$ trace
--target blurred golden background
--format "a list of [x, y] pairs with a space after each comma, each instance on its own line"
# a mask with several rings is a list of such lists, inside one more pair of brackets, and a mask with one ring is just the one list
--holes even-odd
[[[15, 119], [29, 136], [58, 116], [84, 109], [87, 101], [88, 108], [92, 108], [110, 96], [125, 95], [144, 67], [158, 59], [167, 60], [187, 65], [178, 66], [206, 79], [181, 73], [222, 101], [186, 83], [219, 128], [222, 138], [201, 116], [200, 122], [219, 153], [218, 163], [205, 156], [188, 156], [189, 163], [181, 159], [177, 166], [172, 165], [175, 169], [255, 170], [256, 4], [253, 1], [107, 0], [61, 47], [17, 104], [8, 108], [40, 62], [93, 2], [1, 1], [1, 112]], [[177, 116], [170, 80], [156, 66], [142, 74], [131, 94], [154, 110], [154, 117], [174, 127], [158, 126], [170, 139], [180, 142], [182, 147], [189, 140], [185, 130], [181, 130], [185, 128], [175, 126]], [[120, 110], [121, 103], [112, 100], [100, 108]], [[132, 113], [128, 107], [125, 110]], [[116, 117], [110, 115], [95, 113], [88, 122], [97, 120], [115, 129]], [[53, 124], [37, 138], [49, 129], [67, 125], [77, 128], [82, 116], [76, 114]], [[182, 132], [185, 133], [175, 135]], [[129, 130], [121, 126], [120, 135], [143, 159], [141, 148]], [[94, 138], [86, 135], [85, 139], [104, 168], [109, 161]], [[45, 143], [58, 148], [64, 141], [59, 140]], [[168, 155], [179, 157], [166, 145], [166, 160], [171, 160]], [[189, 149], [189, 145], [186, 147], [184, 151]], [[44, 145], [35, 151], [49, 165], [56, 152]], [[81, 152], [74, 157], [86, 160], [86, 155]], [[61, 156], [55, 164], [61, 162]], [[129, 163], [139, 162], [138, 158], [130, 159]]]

++++

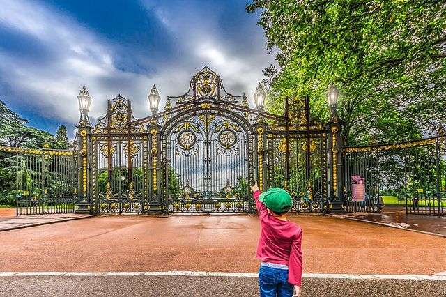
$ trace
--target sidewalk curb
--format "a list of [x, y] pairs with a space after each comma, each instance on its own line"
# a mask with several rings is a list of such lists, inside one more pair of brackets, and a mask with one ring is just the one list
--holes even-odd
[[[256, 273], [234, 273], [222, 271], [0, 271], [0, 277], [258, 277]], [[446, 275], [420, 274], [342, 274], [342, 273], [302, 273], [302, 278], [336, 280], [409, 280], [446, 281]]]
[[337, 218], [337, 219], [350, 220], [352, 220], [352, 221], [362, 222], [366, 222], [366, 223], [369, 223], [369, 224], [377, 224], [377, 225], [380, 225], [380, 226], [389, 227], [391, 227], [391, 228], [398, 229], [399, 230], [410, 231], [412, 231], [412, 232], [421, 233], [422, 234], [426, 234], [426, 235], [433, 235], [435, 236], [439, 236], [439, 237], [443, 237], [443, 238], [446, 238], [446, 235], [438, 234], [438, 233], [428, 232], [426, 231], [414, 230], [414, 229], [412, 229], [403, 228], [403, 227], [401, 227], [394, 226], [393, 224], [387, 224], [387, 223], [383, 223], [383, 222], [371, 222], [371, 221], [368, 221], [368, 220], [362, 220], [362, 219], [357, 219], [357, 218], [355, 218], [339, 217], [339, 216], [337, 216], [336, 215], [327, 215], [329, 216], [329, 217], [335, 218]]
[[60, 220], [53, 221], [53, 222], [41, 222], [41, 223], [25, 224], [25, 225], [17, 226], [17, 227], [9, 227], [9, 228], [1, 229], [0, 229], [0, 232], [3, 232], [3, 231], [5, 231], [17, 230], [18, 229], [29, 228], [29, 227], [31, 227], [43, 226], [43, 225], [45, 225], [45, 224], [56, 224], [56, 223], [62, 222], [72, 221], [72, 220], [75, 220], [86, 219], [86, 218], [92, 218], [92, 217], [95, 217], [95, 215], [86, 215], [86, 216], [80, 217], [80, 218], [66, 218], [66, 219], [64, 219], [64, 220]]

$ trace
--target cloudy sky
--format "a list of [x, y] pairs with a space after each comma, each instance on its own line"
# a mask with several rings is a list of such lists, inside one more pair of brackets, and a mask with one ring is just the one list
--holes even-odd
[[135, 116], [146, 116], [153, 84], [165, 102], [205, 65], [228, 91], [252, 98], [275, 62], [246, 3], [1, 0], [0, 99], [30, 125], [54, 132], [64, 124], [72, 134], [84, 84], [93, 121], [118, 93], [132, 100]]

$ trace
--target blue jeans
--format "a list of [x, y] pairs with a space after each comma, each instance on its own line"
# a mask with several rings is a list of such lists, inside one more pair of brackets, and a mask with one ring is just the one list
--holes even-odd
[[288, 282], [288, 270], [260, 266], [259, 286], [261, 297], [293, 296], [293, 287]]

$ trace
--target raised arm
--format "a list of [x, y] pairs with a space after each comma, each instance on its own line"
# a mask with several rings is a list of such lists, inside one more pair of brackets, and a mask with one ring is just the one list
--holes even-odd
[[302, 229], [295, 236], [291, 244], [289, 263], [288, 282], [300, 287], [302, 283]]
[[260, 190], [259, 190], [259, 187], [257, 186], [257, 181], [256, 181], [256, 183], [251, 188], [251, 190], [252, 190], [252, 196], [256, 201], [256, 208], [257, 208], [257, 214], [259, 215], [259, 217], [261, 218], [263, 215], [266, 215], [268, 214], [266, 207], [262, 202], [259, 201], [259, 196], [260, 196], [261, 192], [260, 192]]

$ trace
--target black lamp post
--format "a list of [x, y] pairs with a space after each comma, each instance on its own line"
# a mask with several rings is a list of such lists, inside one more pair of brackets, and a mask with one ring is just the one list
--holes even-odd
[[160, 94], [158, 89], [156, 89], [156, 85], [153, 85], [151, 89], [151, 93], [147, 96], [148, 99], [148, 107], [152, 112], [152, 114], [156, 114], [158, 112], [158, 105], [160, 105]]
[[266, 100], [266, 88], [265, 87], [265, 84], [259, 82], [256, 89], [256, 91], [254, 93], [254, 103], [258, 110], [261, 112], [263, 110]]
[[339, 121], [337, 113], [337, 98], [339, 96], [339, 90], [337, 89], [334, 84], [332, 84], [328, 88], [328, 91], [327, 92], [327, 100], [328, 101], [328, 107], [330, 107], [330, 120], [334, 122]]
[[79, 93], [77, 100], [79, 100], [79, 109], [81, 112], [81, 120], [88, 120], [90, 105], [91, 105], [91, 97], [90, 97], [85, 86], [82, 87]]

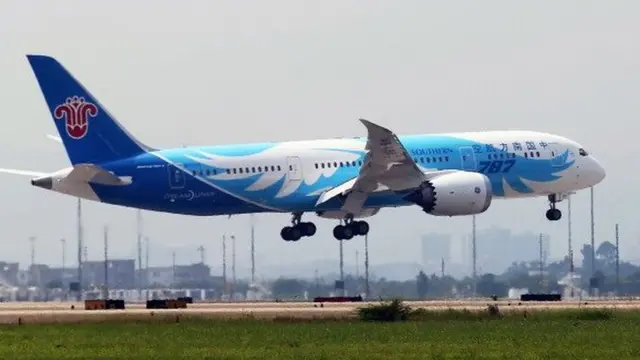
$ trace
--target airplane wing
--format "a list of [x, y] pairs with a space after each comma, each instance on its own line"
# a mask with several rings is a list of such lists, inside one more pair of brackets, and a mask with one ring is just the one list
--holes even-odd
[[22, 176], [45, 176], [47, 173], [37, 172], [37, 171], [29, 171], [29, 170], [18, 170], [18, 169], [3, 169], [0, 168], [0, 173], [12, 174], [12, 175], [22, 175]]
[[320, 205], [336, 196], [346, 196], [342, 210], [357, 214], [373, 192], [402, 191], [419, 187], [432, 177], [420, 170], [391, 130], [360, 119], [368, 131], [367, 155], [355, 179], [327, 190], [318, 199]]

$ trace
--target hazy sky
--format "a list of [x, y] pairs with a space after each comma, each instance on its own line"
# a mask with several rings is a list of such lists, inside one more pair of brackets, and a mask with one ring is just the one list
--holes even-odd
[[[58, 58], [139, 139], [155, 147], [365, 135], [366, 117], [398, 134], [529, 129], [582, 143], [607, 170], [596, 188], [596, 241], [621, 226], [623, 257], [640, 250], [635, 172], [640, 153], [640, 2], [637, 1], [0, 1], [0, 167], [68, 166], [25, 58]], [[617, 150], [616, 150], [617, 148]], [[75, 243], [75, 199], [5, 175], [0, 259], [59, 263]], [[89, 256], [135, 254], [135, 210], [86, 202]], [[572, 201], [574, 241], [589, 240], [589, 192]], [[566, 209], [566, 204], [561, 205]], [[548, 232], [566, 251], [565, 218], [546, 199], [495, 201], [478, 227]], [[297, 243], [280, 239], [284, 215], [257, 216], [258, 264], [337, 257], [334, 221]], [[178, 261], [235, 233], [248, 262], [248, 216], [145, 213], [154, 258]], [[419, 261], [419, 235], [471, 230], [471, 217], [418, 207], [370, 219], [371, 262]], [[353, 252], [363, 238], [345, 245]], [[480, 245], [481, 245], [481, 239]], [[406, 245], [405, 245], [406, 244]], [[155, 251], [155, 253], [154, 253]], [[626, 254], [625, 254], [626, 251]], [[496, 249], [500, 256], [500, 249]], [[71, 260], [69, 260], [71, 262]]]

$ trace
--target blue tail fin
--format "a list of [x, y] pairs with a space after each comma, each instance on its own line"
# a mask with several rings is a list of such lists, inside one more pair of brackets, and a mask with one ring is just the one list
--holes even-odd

++++

● Task details
List every line of the records that contains the word "blue".

● Solution for this problem
--target blue jeans
--target blue tail fin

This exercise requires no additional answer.